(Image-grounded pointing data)

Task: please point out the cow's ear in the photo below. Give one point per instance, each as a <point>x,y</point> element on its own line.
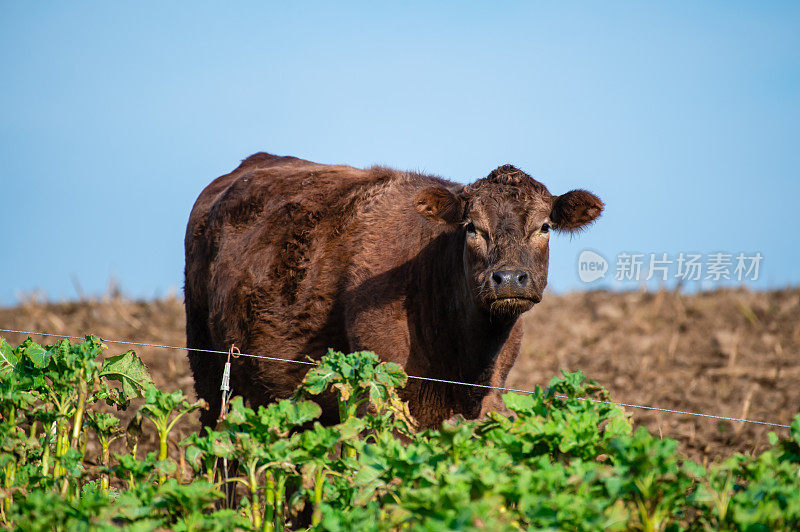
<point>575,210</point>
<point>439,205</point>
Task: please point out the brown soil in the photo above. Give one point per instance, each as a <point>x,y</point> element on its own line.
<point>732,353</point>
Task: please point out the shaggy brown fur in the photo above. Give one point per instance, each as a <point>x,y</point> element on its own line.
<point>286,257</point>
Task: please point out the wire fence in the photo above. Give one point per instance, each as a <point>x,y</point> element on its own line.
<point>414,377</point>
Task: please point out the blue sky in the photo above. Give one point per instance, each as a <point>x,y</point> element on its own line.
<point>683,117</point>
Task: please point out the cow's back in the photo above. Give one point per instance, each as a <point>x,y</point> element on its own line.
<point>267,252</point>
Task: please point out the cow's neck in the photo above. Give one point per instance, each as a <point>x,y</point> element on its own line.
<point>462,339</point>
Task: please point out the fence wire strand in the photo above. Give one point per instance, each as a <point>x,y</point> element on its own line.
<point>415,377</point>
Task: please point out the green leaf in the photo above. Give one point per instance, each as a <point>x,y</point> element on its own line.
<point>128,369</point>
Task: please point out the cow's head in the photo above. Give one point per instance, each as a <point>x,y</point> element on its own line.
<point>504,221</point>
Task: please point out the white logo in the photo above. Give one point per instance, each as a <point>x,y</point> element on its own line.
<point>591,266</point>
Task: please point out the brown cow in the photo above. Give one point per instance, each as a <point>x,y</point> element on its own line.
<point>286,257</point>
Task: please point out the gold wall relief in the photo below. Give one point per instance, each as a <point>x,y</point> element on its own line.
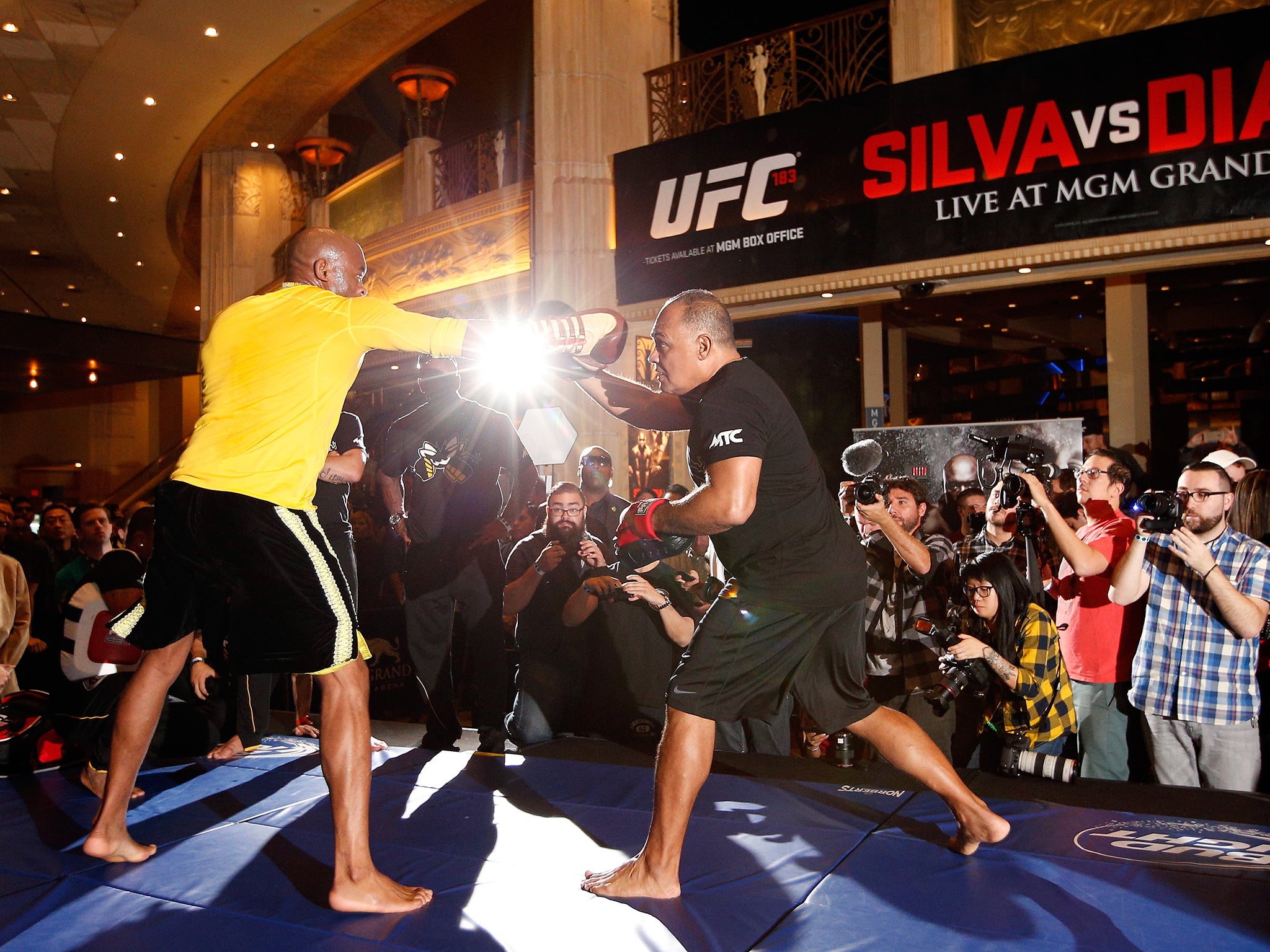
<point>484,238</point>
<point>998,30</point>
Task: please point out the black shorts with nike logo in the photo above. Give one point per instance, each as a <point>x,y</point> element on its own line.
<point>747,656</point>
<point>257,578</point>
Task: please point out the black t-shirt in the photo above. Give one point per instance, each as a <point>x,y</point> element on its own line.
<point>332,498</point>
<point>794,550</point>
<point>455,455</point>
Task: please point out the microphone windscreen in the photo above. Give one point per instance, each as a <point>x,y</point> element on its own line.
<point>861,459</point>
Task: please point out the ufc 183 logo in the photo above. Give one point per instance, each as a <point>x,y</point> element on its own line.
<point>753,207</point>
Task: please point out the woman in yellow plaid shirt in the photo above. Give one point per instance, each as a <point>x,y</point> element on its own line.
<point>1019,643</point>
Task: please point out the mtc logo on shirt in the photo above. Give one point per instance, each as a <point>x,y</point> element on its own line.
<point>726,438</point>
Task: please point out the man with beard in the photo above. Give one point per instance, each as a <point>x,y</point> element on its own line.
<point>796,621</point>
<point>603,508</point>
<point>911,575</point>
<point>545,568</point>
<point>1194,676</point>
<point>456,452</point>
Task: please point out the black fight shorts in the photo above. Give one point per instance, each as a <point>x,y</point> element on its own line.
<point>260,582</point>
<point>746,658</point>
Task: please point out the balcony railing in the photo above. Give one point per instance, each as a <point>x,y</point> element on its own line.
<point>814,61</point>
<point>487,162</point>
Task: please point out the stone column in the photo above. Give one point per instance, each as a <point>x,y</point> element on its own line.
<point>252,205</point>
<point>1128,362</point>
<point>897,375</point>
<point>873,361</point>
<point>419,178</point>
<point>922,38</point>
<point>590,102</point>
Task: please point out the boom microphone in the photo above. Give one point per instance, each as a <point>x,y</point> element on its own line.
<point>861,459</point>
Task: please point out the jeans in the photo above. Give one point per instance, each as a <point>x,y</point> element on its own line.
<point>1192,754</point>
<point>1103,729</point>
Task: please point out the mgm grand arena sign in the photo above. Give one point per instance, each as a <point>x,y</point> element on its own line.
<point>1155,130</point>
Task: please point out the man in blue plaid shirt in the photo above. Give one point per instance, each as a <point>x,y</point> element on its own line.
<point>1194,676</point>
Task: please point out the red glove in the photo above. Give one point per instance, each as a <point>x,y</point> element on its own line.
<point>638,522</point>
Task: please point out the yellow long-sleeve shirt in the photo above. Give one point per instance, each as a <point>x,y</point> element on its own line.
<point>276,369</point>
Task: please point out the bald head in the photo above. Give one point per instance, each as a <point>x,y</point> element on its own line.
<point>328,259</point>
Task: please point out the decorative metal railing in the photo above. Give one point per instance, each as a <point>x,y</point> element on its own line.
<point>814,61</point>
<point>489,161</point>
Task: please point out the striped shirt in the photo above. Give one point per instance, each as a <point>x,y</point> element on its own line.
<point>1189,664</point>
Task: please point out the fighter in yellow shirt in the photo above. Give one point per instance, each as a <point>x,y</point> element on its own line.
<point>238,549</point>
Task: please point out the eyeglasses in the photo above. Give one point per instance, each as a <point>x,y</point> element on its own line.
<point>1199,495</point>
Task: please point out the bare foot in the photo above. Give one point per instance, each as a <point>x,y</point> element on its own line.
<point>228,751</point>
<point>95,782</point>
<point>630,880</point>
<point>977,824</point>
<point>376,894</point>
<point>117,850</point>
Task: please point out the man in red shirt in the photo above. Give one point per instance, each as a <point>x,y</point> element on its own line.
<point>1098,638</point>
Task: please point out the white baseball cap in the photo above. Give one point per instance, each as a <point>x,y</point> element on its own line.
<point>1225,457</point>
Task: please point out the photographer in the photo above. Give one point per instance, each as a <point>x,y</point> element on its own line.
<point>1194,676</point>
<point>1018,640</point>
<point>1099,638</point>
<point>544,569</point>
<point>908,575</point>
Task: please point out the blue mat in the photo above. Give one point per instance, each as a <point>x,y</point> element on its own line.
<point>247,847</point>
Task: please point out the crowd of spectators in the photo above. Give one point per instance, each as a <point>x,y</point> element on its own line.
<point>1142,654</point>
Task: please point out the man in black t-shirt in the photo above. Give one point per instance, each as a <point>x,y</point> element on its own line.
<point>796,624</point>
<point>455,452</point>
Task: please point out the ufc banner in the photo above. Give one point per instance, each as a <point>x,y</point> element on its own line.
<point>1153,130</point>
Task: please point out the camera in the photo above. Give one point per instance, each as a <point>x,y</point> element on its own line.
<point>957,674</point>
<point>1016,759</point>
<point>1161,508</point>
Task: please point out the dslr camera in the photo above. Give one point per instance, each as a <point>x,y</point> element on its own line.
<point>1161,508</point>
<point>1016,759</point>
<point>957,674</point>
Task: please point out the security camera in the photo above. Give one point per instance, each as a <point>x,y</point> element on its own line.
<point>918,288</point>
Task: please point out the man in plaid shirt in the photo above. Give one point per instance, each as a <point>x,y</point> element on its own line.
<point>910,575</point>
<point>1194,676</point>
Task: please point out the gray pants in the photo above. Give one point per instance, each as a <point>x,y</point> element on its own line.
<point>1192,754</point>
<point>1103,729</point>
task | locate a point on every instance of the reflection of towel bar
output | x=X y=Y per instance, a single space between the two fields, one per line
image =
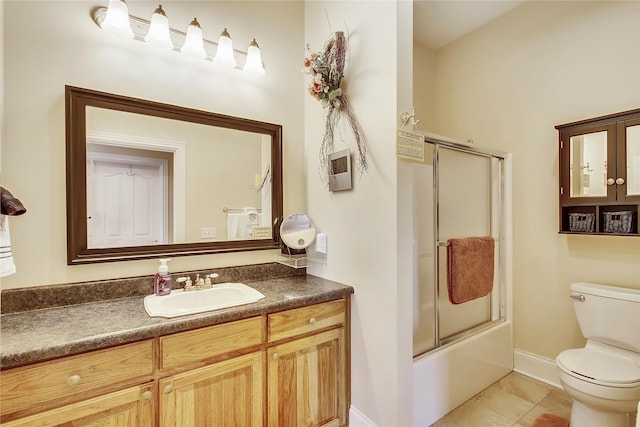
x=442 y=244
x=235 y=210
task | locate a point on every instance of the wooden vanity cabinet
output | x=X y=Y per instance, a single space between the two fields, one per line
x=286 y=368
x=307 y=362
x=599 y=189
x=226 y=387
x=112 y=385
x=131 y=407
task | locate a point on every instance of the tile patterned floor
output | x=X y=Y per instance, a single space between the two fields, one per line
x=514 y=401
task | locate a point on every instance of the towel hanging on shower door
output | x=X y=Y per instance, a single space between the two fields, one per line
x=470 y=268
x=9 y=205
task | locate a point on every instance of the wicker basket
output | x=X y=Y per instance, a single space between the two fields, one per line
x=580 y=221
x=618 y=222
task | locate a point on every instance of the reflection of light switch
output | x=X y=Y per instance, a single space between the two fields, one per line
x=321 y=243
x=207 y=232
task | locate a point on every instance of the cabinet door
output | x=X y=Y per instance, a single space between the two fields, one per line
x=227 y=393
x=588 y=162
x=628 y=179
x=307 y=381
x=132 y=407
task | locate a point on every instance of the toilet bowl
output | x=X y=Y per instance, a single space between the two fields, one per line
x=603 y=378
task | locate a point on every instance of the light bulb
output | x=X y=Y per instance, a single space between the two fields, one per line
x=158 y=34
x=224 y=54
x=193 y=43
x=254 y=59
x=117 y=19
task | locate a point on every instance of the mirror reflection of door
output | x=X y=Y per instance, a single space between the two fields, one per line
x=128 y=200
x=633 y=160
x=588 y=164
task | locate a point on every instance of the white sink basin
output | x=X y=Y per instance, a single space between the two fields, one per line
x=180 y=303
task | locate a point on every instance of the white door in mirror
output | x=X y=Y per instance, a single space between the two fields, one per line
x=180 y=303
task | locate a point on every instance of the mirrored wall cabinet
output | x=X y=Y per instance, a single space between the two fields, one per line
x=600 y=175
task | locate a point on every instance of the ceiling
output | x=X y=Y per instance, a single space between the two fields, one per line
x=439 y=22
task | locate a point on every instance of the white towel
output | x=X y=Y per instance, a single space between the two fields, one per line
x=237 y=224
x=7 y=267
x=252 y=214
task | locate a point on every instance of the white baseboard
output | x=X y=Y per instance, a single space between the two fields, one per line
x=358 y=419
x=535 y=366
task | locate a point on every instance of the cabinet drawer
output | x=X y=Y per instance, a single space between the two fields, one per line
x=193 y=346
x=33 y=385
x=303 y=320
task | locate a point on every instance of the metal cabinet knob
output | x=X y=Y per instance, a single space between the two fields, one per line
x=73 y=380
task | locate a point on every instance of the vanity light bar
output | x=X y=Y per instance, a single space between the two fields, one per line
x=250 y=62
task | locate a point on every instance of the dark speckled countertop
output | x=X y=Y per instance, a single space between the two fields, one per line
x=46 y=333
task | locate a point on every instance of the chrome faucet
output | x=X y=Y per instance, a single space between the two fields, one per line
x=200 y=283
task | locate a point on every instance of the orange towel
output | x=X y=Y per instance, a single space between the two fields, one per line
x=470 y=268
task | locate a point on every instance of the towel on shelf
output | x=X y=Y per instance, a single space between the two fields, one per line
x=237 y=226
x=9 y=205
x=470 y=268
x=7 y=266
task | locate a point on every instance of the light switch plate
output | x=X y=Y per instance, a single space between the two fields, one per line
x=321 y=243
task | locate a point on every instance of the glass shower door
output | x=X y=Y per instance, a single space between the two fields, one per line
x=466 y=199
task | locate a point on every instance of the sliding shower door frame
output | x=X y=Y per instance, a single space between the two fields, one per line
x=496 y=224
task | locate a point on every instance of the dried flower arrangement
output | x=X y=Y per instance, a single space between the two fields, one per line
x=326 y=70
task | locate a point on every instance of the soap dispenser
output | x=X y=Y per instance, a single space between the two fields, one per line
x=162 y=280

## Task brief
Print, from the entries above, the line with "the light bulb", the line with "task | locate a point on every instance of the mirrored" and all lines between them, exactly and with nothing else.

## Exercise solution
task | locate a point on every instance of the light bulb
output | x=X y=Y per instance, a single space between the two fields, one per line
x=158 y=34
x=224 y=54
x=193 y=43
x=254 y=59
x=117 y=19
task | locate a point on every instance of the mirror reflection of door
output | x=X y=Y per instance, a single space between the two fields, one per line
x=128 y=200
x=633 y=160
x=588 y=164
task | locate a point on every instance of the white sink basin
output | x=X y=Y per instance, a single space between the two fields, one per line
x=180 y=303
task | locate a point on every instance of the white door in mirror
output | x=X y=Y per instance, a single space between the two fields, one per line
x=180 y=303
task | locate a point on every instance of the mirrored wall cabinet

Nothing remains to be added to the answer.